*** Opening RAW DATA ***

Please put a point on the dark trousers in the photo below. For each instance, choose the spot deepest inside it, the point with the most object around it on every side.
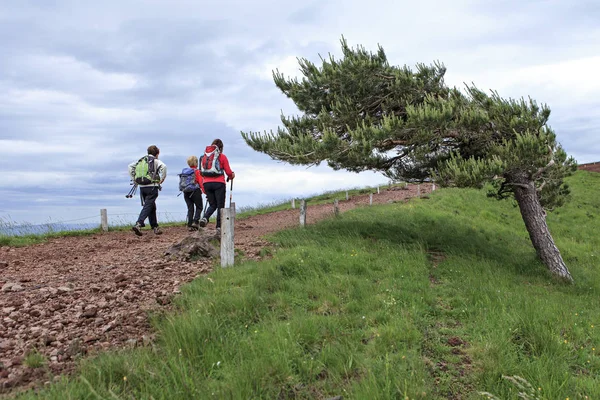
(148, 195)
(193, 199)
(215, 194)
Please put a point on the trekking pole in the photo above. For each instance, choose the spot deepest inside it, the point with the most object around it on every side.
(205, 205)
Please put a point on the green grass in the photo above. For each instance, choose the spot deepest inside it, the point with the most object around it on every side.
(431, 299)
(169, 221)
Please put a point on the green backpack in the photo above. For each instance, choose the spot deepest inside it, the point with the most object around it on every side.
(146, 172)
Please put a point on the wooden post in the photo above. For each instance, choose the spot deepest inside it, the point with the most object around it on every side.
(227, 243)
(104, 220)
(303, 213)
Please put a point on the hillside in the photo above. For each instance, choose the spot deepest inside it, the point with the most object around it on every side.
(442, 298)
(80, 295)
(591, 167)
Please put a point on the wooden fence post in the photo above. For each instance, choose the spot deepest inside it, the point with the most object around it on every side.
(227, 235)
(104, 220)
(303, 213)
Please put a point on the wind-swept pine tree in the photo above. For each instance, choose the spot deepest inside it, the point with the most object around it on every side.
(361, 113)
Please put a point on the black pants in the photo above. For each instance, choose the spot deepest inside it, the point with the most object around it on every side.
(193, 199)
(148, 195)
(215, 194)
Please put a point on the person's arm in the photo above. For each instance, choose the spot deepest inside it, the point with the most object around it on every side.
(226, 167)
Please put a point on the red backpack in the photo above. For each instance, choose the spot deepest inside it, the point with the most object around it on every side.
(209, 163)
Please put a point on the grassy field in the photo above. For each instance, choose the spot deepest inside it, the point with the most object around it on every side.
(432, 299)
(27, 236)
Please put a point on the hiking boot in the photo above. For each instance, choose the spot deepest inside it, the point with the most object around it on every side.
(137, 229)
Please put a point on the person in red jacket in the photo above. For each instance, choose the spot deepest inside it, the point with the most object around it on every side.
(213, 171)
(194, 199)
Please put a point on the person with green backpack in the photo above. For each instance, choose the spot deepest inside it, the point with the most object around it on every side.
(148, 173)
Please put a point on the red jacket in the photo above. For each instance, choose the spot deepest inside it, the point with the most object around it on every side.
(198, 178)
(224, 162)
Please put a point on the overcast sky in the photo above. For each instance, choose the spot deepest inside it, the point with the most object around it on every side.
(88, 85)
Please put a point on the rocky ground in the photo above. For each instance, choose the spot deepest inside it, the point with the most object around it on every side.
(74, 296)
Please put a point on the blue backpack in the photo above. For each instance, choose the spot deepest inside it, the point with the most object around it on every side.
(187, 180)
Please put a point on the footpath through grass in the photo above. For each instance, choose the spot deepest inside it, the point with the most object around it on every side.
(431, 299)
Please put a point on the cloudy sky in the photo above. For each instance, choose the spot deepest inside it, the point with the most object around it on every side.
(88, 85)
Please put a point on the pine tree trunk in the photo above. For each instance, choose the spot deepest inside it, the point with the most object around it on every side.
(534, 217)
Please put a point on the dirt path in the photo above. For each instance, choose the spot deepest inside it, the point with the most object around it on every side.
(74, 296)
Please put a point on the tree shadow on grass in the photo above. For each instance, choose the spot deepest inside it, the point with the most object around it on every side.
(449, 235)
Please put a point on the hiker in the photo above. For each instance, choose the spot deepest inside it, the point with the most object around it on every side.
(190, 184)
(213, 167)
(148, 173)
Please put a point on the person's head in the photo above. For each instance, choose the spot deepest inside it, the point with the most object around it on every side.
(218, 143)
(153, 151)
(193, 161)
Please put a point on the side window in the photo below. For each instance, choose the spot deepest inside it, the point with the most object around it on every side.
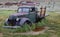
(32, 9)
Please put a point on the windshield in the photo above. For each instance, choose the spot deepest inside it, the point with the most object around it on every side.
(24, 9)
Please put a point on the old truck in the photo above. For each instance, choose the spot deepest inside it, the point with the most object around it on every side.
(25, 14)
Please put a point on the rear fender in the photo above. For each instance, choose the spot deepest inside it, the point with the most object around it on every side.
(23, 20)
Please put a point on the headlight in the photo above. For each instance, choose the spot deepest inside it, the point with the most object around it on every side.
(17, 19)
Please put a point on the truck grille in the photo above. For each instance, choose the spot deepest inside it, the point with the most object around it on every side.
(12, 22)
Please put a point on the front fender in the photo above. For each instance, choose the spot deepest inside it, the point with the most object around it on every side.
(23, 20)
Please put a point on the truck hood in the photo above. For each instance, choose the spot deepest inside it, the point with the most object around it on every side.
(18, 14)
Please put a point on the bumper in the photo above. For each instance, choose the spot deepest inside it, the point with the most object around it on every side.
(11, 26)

*** Closing RAW DATA ***
*** Opening RAW DATA ***

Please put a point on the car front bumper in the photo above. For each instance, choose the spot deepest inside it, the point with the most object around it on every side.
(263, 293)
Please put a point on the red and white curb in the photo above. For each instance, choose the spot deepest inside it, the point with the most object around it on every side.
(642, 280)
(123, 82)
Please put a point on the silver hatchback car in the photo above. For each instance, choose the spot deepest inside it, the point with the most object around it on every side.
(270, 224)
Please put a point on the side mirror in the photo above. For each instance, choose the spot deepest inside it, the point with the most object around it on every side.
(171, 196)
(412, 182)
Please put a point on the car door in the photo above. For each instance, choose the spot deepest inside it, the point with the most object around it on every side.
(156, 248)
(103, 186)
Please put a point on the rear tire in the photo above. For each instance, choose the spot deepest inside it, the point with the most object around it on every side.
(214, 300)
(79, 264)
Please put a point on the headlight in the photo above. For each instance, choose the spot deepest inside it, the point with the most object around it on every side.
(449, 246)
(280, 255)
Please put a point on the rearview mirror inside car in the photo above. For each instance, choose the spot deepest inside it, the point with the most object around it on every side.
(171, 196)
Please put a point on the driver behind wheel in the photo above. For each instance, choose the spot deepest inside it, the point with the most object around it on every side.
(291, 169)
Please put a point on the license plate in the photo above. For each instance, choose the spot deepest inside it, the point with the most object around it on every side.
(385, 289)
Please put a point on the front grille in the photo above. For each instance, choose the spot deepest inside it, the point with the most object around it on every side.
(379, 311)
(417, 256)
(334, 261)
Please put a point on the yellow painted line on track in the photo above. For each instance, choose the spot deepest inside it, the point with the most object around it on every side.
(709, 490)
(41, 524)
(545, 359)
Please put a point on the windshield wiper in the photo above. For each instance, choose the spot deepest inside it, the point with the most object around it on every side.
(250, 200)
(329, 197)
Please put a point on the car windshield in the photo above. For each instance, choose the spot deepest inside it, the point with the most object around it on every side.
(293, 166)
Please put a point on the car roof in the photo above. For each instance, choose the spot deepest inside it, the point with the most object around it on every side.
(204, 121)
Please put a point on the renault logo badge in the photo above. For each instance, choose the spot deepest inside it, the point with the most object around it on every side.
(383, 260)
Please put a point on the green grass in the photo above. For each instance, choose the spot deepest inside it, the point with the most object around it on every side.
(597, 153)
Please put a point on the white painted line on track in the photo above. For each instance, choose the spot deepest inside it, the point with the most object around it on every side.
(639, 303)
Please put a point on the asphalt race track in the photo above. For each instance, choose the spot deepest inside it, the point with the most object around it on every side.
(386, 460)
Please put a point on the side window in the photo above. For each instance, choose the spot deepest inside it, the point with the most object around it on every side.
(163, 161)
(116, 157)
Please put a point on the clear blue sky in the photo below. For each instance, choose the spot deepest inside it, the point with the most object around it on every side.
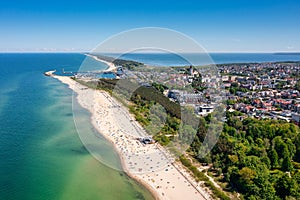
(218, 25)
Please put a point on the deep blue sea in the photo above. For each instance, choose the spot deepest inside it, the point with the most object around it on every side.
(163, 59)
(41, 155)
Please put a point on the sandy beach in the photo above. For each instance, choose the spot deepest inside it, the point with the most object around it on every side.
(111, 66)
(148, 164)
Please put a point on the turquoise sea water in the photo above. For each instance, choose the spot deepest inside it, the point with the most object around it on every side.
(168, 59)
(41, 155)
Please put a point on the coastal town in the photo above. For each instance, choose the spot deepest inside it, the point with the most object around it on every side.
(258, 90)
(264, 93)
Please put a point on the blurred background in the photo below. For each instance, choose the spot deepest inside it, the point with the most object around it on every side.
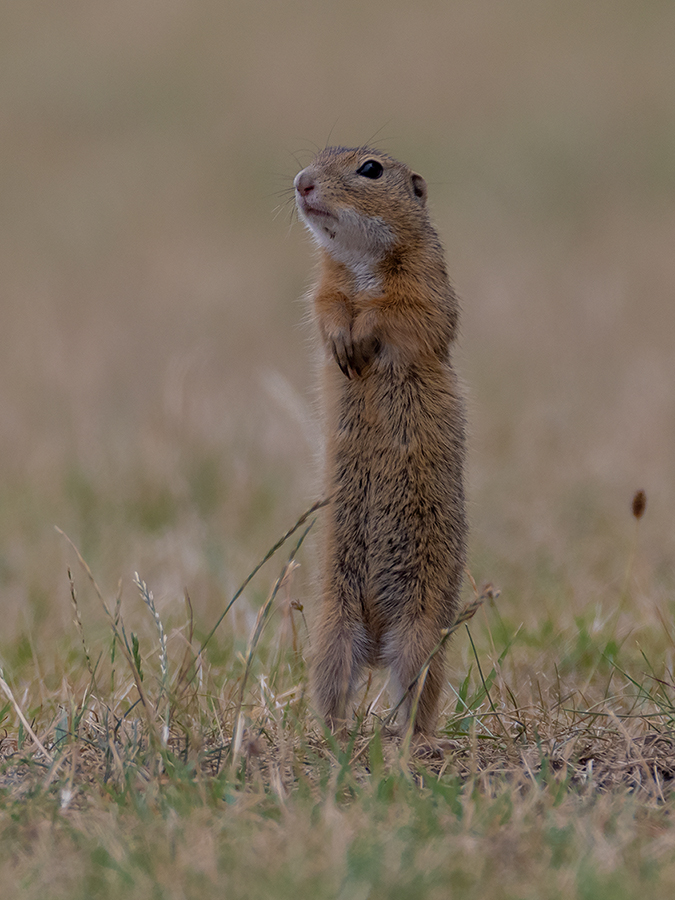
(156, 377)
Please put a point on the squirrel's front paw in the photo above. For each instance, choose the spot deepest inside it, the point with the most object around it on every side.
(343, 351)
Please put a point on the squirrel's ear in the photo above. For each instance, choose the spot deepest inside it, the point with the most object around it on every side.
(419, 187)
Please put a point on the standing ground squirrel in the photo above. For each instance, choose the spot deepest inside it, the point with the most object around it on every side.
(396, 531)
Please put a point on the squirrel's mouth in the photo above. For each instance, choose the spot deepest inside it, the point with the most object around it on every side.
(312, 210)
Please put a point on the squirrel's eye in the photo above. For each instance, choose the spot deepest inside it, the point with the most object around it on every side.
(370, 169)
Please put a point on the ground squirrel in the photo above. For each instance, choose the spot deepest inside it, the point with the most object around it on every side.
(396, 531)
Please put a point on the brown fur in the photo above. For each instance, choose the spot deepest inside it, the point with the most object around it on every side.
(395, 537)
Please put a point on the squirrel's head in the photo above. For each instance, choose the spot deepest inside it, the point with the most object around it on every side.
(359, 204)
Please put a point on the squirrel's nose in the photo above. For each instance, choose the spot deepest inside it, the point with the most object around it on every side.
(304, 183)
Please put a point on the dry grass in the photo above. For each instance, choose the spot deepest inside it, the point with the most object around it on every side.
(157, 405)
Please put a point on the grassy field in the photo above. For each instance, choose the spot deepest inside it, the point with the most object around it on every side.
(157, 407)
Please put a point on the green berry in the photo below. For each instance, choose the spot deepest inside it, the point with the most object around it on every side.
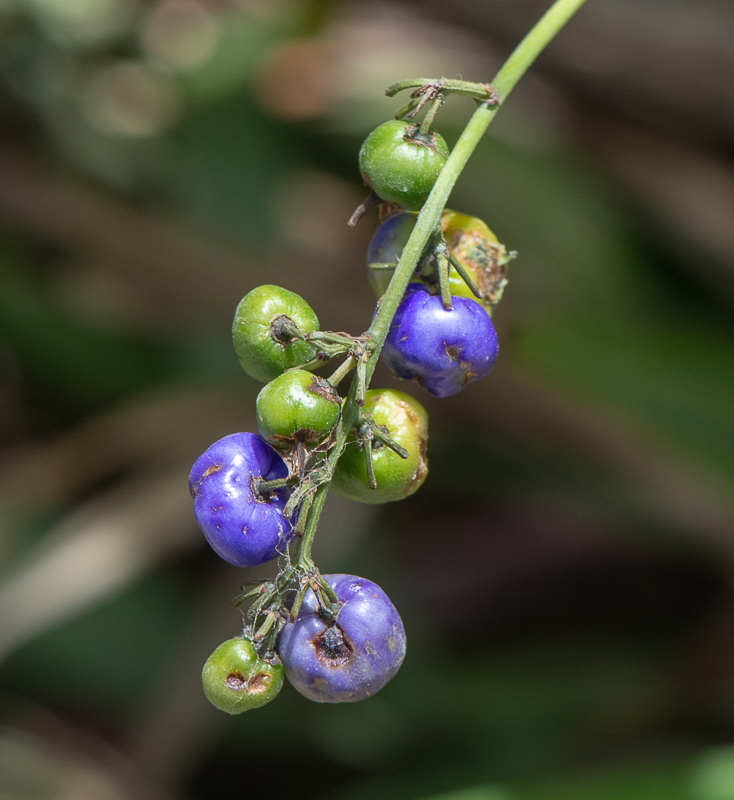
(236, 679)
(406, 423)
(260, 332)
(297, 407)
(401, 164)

*** Closing RAW DATA ***
*** Opening RAW DATA ***

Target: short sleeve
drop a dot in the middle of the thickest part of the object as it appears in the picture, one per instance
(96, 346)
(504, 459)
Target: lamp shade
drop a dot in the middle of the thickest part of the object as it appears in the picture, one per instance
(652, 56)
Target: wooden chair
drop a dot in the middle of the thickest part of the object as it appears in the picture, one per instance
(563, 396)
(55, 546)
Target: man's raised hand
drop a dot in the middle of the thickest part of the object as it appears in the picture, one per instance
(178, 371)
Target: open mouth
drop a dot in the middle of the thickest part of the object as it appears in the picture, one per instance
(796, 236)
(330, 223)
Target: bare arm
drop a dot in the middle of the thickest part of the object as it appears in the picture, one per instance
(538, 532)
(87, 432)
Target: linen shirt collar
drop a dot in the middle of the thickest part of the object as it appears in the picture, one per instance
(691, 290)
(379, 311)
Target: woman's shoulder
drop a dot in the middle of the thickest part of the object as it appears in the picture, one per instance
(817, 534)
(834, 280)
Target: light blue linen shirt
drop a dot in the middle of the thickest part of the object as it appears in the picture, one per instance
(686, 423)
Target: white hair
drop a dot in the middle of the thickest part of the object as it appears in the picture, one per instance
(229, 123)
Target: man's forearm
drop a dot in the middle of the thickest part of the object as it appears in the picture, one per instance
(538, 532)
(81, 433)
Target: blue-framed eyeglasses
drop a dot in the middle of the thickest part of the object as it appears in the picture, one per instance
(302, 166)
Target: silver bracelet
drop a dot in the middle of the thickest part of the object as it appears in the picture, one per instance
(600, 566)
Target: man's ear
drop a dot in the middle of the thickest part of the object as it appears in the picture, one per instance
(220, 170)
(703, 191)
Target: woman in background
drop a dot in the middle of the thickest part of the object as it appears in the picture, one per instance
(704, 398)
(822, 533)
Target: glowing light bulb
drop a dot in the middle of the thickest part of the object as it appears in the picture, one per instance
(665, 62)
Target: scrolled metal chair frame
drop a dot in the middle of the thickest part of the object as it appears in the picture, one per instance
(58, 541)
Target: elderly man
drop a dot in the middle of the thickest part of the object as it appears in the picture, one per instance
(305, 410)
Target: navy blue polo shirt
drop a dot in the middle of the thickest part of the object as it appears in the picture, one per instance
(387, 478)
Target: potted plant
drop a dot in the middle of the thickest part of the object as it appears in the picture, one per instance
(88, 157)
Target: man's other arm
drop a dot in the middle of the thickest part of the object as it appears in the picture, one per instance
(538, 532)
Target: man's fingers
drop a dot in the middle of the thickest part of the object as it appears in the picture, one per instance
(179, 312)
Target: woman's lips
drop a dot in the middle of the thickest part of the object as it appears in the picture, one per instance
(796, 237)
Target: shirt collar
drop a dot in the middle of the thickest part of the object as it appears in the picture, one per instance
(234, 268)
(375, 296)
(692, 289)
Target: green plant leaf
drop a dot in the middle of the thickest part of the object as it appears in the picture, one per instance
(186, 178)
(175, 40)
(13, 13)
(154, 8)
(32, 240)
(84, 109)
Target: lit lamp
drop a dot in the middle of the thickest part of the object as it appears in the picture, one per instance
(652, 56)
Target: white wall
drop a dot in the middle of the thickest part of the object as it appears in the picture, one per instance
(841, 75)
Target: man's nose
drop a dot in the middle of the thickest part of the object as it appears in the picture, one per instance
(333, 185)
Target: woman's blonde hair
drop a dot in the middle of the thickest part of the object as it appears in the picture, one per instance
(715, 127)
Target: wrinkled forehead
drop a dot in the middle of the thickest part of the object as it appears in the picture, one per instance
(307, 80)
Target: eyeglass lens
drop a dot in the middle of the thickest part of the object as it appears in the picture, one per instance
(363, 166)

*** Closing RAW DATA ***

Look through the records and gather each line with the word "plant".

#### SOLUTION TO THIS EXERCISE:
Target: potted plant
Target: green plant leaf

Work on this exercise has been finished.